[Dataset entries]
▽

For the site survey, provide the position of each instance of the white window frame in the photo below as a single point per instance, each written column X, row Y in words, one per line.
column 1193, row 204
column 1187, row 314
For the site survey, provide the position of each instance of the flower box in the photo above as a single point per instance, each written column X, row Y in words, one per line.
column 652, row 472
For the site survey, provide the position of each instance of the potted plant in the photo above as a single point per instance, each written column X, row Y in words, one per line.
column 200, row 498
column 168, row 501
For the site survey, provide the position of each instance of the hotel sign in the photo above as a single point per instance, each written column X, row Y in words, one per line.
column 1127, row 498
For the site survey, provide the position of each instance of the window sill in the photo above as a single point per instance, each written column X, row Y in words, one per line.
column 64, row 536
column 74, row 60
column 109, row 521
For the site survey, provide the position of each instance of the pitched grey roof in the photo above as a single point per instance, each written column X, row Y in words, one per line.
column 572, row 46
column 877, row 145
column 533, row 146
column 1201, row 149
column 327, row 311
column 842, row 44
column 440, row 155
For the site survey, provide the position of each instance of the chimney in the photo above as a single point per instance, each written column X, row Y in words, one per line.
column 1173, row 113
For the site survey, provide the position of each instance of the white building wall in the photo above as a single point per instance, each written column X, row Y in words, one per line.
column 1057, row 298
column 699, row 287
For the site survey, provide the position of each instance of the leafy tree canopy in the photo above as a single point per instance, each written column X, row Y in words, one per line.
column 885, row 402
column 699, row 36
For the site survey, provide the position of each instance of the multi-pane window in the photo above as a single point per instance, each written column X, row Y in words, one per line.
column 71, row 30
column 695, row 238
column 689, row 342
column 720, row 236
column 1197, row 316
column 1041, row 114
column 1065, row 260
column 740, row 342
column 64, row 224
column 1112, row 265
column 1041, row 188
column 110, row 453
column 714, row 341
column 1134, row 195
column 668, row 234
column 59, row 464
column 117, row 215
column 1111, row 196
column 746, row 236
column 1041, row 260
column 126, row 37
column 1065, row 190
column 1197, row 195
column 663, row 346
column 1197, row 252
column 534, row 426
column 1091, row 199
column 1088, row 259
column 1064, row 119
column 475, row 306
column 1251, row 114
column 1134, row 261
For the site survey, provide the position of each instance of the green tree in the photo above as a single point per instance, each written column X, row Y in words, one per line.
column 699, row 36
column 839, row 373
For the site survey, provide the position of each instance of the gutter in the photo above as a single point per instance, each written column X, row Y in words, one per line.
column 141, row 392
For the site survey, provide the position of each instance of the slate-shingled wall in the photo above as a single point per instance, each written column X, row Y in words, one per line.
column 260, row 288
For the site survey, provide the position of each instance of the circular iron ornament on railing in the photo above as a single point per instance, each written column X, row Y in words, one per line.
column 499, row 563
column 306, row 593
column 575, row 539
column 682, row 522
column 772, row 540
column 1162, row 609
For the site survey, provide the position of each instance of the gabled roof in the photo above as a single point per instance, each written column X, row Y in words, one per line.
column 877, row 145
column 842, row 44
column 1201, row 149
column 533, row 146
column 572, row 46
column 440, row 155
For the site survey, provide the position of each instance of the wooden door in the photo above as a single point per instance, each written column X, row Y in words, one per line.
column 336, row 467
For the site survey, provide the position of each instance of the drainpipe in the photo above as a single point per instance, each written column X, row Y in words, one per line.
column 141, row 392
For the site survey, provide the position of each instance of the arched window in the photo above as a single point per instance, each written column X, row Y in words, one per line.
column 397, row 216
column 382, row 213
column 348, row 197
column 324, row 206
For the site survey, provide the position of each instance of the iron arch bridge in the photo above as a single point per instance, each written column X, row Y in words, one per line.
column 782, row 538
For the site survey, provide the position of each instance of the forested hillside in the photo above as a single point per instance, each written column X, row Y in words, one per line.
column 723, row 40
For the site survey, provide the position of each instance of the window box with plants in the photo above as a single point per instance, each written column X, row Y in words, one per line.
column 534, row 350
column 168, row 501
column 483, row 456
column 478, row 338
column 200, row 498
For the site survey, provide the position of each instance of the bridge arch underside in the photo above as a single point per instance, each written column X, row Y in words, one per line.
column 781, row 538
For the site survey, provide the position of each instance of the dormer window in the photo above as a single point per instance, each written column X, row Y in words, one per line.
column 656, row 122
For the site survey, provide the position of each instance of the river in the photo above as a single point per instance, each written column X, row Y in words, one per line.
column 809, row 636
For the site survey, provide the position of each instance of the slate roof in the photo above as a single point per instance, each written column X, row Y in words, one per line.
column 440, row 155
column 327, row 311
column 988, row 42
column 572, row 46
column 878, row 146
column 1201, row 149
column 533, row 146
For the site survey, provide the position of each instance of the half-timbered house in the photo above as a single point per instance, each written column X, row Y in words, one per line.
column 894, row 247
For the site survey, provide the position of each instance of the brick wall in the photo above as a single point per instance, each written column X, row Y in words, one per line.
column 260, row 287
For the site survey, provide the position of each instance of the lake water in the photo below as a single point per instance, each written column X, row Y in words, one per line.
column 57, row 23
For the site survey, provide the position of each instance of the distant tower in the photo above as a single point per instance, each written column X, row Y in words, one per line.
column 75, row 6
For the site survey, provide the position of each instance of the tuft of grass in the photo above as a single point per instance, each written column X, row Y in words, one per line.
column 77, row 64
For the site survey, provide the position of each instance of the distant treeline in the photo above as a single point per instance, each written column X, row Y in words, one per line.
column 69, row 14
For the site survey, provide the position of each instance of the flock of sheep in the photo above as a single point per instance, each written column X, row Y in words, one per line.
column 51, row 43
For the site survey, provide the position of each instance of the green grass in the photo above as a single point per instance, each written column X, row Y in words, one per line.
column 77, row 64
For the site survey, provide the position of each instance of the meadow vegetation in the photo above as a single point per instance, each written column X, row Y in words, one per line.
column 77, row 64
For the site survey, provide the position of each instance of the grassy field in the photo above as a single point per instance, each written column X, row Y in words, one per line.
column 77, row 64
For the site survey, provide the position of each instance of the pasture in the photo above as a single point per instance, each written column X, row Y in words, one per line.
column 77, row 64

△

EXERCISE DESCRIPTION =
Quote the data word for word, starting at its first line and ending at the line containing "column 652, row 472", with both of those lines included.

TASK OUTPUT =
For the site survey, provide the position of each instance of the white window frame in the photo below as a single point per instance, each written column X, row Y in words, one per line.
column 1193, row 204
column 1187, row 314
For the site survey, provide the position of each instance of the flower box in the photo above as a single point per instance, each written column X, row Y in words, one per line.
column 652, row 472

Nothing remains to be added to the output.